- **WHAT THIS TASK INVOLVES**:
The word "stripe" may appear in some lines of the data; copy every such line.

------------------------------------------------------------

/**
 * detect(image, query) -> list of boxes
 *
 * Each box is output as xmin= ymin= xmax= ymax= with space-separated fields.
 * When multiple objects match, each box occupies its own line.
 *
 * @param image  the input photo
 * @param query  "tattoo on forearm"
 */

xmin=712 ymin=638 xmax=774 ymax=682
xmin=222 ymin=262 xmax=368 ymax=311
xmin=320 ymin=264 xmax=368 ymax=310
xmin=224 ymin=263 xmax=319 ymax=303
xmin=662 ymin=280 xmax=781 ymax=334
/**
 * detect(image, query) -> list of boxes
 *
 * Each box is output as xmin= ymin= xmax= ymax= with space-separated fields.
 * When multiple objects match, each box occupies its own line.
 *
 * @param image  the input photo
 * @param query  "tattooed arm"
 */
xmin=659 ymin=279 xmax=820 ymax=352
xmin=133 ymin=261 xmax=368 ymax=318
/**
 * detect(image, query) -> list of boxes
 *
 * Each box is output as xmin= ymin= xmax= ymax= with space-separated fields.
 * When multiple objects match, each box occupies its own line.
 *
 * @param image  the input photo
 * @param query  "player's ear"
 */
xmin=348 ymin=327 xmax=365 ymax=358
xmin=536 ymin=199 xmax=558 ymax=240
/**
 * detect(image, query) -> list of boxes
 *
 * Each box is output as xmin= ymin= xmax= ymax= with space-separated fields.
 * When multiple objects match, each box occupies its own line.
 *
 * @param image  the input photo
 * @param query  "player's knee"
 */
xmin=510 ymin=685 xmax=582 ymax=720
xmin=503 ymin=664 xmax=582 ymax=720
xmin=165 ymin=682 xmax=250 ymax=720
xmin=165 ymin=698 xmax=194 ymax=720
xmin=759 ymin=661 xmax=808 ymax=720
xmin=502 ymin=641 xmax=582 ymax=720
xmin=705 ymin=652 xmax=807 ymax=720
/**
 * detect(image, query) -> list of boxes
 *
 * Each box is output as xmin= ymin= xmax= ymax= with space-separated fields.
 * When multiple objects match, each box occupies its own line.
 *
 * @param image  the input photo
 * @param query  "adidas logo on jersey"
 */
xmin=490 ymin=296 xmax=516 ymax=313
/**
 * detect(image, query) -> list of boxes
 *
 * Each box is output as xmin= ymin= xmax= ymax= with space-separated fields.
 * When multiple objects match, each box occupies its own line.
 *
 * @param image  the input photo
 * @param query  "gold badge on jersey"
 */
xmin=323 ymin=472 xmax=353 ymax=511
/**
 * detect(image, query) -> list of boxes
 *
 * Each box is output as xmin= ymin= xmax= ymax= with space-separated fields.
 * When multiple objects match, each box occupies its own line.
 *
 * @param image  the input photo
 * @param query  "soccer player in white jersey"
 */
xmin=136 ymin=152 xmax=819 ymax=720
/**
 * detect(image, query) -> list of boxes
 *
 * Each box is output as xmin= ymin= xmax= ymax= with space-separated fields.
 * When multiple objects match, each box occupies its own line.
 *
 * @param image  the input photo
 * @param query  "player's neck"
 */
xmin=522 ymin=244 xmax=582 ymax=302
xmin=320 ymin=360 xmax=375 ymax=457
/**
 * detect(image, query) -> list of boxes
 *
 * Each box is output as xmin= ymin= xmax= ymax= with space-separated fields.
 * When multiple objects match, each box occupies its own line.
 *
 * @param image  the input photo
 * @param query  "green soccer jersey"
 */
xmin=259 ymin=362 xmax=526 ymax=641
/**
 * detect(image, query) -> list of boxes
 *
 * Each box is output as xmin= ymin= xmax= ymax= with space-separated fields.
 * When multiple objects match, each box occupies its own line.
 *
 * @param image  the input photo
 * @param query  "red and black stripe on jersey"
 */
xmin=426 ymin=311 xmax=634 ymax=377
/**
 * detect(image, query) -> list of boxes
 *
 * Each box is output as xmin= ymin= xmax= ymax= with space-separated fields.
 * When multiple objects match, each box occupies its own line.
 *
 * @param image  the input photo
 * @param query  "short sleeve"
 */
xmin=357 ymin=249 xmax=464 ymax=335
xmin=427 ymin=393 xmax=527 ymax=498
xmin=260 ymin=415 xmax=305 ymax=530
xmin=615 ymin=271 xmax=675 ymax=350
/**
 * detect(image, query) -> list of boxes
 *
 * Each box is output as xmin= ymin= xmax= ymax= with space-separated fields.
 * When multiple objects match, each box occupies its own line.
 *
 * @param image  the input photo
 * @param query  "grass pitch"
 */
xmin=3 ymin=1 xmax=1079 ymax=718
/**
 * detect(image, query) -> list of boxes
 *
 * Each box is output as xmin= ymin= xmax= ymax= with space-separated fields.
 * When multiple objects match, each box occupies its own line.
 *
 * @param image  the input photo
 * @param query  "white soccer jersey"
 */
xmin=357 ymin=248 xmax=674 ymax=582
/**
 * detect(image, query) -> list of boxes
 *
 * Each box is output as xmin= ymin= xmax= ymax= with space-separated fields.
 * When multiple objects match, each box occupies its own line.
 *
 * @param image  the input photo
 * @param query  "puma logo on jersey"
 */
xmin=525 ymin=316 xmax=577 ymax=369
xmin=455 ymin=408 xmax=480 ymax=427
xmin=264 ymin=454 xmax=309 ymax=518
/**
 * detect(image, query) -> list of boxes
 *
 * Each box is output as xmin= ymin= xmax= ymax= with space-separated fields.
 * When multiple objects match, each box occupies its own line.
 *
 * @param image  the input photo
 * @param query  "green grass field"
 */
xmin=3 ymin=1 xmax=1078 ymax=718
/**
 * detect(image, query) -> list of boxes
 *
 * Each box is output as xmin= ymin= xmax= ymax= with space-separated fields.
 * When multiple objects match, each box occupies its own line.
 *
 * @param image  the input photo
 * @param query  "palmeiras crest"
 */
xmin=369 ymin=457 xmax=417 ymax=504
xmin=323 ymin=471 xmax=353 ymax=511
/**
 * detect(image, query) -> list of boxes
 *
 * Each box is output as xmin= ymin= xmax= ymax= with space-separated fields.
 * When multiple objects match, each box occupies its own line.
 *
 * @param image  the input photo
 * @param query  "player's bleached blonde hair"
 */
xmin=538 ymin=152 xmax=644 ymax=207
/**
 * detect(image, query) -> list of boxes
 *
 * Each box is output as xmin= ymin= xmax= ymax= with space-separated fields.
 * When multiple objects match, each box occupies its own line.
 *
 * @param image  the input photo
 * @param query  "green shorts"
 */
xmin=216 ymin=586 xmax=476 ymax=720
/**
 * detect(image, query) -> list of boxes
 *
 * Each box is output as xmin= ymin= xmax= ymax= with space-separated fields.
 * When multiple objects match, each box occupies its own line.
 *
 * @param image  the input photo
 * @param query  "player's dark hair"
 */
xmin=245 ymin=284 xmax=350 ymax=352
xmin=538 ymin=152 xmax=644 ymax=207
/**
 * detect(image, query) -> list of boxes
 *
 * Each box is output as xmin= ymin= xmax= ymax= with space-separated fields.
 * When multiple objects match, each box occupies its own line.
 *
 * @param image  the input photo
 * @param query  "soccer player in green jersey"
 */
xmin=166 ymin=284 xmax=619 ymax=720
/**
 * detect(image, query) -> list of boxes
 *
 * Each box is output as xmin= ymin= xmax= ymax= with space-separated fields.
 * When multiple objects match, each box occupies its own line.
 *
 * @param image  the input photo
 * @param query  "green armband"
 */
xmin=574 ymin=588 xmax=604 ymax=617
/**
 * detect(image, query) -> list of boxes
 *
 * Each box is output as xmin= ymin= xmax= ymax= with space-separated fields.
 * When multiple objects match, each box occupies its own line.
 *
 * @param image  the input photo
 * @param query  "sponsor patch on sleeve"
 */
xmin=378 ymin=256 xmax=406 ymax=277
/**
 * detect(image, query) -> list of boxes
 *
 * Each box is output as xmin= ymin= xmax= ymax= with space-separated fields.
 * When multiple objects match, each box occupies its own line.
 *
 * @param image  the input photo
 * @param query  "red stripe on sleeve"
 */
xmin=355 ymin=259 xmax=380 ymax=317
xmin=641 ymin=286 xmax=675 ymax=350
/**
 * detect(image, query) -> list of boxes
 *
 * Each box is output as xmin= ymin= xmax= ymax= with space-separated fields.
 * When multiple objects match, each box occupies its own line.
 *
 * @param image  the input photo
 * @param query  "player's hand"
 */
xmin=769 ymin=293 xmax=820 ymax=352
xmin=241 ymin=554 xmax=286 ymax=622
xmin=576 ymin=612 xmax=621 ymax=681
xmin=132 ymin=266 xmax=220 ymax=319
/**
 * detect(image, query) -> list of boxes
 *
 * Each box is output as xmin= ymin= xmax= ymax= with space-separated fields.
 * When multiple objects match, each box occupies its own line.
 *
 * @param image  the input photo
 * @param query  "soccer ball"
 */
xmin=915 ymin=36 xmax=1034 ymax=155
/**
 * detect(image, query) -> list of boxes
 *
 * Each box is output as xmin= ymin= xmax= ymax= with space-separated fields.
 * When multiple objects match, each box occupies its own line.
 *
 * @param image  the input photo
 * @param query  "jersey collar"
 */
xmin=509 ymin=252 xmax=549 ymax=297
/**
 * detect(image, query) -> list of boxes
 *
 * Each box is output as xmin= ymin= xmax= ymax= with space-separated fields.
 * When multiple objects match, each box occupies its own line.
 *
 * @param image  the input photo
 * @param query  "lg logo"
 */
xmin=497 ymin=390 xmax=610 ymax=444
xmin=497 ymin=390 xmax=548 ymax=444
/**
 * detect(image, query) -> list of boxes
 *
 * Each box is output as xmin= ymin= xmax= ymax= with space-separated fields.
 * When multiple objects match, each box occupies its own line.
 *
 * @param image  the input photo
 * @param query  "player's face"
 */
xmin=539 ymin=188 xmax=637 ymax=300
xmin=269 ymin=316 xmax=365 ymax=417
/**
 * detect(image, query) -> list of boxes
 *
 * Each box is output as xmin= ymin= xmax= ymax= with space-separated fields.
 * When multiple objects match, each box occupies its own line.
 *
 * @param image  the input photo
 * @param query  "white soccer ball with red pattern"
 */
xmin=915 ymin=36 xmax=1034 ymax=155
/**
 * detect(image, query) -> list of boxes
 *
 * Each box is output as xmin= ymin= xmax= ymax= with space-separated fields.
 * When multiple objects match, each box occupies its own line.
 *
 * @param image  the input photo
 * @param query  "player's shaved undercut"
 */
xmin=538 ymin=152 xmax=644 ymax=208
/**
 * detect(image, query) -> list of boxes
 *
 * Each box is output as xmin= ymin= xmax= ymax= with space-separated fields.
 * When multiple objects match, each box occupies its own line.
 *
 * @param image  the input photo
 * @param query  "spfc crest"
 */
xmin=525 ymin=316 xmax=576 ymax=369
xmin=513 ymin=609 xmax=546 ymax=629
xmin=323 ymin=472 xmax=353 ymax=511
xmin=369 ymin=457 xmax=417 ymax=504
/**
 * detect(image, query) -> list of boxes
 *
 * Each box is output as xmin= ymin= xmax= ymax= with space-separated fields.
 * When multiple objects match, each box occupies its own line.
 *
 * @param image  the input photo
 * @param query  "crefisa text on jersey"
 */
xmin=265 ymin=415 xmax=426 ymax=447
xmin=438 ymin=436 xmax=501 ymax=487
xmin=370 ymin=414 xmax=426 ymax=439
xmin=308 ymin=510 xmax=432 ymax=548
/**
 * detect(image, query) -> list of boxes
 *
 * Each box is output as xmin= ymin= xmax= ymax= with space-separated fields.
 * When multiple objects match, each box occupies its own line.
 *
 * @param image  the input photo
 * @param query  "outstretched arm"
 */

------------------------------------------------------------

- **SOLUTION FOR THIS PROBLEM**:
 * @param query  "red and black stripe on jersey"
 * @param query  "red stripe on sleeve"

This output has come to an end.